EXERCISE: Copy out every line of the listing below that contains the word "rough".
++++
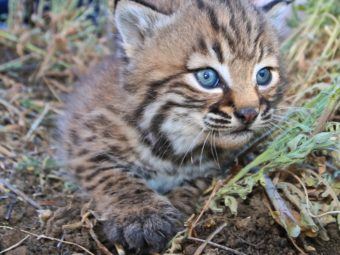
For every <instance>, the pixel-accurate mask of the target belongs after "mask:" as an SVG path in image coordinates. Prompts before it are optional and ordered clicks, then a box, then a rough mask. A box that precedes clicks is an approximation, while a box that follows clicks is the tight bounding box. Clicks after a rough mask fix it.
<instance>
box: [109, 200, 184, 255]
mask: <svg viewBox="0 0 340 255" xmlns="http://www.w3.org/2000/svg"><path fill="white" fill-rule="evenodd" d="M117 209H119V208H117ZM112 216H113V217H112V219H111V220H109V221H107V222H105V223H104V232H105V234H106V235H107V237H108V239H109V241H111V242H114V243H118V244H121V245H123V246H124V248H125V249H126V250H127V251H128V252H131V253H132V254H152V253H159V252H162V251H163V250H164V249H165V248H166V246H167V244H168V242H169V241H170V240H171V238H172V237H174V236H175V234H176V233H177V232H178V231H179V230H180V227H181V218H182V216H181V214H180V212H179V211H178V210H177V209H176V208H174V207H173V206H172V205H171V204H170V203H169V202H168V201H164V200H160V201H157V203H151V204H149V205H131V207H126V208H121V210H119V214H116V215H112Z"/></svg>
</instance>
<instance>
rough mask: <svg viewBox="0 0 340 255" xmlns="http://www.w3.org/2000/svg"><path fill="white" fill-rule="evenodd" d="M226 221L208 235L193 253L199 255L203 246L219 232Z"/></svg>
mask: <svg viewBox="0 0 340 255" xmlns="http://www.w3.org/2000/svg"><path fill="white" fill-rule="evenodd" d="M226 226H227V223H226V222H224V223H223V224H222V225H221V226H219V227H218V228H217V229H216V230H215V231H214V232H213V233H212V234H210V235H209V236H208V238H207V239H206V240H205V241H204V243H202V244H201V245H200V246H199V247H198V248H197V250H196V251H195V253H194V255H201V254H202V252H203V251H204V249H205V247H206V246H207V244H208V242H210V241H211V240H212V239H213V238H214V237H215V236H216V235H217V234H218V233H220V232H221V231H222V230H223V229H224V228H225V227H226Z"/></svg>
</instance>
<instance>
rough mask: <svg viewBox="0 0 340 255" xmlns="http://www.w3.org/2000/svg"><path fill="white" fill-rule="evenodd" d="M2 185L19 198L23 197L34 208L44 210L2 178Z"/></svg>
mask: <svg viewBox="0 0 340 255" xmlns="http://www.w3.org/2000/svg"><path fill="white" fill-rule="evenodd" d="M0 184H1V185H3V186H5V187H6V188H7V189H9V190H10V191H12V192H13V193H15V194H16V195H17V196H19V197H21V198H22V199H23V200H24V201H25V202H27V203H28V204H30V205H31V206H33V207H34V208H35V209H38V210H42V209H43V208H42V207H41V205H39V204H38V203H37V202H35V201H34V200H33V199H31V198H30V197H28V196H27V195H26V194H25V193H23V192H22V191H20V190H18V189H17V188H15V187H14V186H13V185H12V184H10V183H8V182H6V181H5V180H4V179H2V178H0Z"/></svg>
++++
SOLUTION TO THE PROBLEM:
For every <instance>, the pixel-accurate mask of the target belongs after "mask:" as an SVG path in image coordinates. Prompts before it are optional and ordered clicks, then a box, then a rough mask. A box that precedes clicks is an approximation, while a box that follows clicks is the tight bounding box. Clicks after a rough mask fix it.
rough mask: <svg viewBox="0 0 340 255" xmlns="http://www.w3.org/2000/svg"><path fill="white" fill-rule="evenodd" d="M226 221L208 235L193 253L199 255L203 246L219 232Z"/></svg>
rough mask: <svg viewBox="0 0 340 255" xmlns="http://www.w3.org/2000/svg"><path fill="white" fill-rule="evenodd" d="M2 185L19 198L23 197L34 208L44 210L2 178Z"/></svg>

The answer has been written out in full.